> PARTS OF THE EXERCISE
• 1. List every username that heads a post in the forum thread about choosing love.
• 2. In the forum thread about choosing love, what book does animal 2011 say they started reading?

> PASSAGE GIVEN

....

# Choosing love



## EnjoliWoman (Jul 2, 2012)

I've seen this comment around here before - that you can choose to love someone.

I'm not sure I get that. Or are you saying once you love someone you choose to cultivate that relationship, therefore cultivate the love in the relationship?


----------



## A Bit Much (Sep 14, 2011)

Love is an investment. It's a verb. An action. You can choose to give it or not to give it.

I don't love my ex husband. I've withdrawn all the feelings associated with love when it comes to him. Every day I choose to deposit those feelings into my H. The things I do for him, the loving words I say to him... all things I choose.

I think of a simple question and then act on it. What have I done for my marriage today? If I want to cultivate our relationship, I have to make an effort to do so, grass doesn't stay green on it's own, it requires care. I approach my relationship the same way.


----------



## animal 2011 (Aug 9, 2011)

I don't know but I've started reading a book called Choose To Be Happy, so I guess its possible. I didn't realize you could choose your thoughts and feelings. I guess if you can control your thought somehow, it affects your feelings.
_Posted via Mobile Device_


----------



## Mavash. (Jan 26, 2012)

I think I can choose to love plenty. It's the like part that gets me hung up. LOL

There are people right now that I absolutely love but I choose for a variety of reasons to keep my distance because either they aren't good for me or I just don't like their behavior.


----------



## 2ntnuf (Jul 14, 2012)

....

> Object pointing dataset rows

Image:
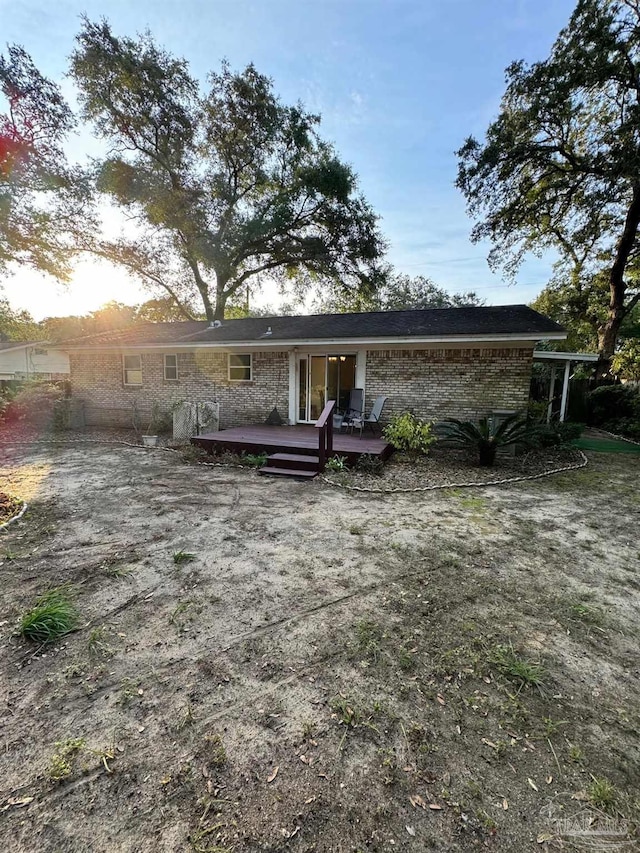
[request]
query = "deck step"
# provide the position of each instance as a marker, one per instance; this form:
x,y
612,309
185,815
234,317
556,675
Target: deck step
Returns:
x,y
288,472
294,460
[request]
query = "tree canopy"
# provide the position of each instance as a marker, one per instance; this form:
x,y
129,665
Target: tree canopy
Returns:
x,y
44,202
222,185
560,166
399,292
17,325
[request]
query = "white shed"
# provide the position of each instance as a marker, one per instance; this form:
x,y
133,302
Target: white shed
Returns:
x,y
32,360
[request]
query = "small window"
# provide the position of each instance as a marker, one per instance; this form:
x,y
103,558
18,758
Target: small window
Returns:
x,y
240,367
171,368
132,369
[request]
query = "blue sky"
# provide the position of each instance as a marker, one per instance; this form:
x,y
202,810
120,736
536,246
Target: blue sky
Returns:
x,y
399,84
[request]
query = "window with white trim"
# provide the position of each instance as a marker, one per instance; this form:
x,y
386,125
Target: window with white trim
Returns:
x,y
170,367
132,369
240,367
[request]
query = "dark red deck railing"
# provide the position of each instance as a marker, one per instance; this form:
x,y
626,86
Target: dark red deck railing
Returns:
x,y
325,435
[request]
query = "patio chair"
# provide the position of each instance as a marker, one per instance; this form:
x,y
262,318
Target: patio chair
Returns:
x,y
372,419
354,408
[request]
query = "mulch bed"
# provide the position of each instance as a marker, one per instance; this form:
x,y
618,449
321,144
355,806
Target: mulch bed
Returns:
x,y
447,466
9,506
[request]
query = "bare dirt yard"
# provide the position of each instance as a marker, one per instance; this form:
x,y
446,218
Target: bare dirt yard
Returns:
x,y
329,671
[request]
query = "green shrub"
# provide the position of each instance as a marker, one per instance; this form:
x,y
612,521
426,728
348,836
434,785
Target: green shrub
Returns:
x,y
556,434
370,464
612,403
32,401
486,436
410,434
52,616
337,463
629,427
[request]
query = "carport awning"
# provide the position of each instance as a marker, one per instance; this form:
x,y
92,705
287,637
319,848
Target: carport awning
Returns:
x,y
566,359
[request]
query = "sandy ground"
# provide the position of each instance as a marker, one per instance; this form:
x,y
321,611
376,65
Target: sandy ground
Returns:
x,y
328,673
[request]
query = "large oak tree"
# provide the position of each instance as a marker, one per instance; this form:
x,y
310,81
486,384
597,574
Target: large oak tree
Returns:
x,y
560,166
44,203
224,184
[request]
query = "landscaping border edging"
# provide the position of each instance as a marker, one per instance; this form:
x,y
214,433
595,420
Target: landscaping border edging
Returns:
x,y
582,464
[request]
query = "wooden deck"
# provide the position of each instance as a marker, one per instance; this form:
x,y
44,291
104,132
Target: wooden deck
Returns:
x,y
301,439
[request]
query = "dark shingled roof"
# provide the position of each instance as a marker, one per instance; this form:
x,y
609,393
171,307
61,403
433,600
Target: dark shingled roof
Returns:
x,y
426,323
17,344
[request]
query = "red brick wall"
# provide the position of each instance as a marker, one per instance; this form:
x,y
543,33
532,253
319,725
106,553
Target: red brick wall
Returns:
x,y
449,383
97,379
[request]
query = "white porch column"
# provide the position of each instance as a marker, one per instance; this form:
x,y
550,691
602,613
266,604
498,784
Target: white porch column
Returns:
x,y
292,387
552,388
565,390
361,371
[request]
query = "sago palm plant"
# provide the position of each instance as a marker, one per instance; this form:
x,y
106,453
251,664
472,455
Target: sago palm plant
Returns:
x,y
485,436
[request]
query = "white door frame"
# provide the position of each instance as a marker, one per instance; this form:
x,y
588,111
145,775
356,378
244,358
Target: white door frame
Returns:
x,y
294,374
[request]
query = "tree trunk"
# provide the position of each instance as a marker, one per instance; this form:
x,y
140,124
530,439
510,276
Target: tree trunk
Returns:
x,y
608,332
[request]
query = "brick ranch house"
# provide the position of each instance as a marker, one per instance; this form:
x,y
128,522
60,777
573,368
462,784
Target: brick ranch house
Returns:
x,y
446,362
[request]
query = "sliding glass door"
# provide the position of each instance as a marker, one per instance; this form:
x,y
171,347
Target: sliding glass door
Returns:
x,y
322,378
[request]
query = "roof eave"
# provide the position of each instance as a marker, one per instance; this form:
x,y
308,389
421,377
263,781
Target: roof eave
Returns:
x,y
270,343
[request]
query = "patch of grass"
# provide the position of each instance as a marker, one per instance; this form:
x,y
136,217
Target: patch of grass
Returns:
x,y
337,463
181,556
473,503
368,636
308,729
60,763
97,643
254,460
9,555
52,617
118,570
406,659
515,667
575,753
129,690
602,794
551,726
186,717
587,613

....

> RESPONSES PER TASK
• 1.
EnjoliWoman
A Bit Much
animal 2011
Mavash.
2ntnuf

• 2. Choose To Be Happy